Dataset entries:
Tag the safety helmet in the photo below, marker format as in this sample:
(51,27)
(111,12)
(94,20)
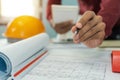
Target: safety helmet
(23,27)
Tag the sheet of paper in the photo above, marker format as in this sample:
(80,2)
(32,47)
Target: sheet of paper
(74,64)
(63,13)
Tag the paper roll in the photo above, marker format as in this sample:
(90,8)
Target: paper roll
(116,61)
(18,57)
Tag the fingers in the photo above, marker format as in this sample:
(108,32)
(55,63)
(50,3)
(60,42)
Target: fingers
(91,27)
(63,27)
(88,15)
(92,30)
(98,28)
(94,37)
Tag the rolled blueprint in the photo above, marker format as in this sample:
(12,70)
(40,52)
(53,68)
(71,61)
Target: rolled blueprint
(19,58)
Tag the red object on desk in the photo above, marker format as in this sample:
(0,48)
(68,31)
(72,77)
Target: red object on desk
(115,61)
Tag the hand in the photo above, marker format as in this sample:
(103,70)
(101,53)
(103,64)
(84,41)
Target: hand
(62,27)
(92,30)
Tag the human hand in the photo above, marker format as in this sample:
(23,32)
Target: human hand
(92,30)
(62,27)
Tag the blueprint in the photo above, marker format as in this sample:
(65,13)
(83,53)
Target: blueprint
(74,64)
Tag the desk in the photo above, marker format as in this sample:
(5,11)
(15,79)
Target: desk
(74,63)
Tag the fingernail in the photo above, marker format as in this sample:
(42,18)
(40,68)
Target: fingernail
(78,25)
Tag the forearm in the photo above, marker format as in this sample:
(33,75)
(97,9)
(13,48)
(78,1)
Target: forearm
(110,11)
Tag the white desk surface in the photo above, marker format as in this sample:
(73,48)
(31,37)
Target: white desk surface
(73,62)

THE EXERCISE: Reproduce every line of the records above exactly as they appear, but leave the pictures out of your output.

CORRECT RESPONSE:
Tag the safety helmet in the photo below, marker format as in this sample:
(51,27)
(111,12)
(94,20)
Target: safety helmet
(23,27)
Tag the sheet of paper in the photo above, marker format as in this sample:
(80,2)
(32,47)
Target: sheet of paper
(74,64)
(63,13)
Tag the paper roll in the photo above, marker format as in this sample:
(90,8)
Target: paper roll
(116,61)
(18,57)
Tag the fingers in the photo above, marker format as in this sample:
(108,32)
(55,63)
(50,3)
(60,42)
Target: fingers
(91,27)
(63,27)
(88,15)
(92,30)
(98,28)
(94,37)
Tag the rolled blueprint in the photo above, marker format as in this sample:
(12,70)
(40,52)
(53,68)
(71,61)
Target: rolled blueprint
(19,58)
Tag the red object on desk in the photo above, marker format as in this sample:
(0,48)
(68,31)
(72,77)
Target: red object on desk
(115,61)
Tag the hand in the photo above, marker format as in this sample:
(103,70)
(101,53)
(103,64)
(84,41)
Target: hand
(62,27)
(92,30)
Tag the human hand in the photo above, marker format as in this sample:
(23,32)
Target: human hand
(92,30)
(62,27)
Tag the blueprint in the photo above, marker format as in this sample:
(65,13)
(83,53)
Target: blueprint
(74,64)
Tag the desk in the photo above, marker format as in this sample:
(5,11)
(15,79)
Target: desk
(74,63)
Tag the fingernail in the photo above, marker format as in this sample:
(42,18)
(40,68)
Target: fingernail
(78,25)
Tag the forearm in the photo above, marker format as in this sample:
(33,75)
(97,9)
(13,48)
(78,1)
Target: forearm
(110,11)
Tag the white desk surface in the photo above, marker format as in this sample:
(73,48)
(31,37)
Target: white desk surface
(73,62)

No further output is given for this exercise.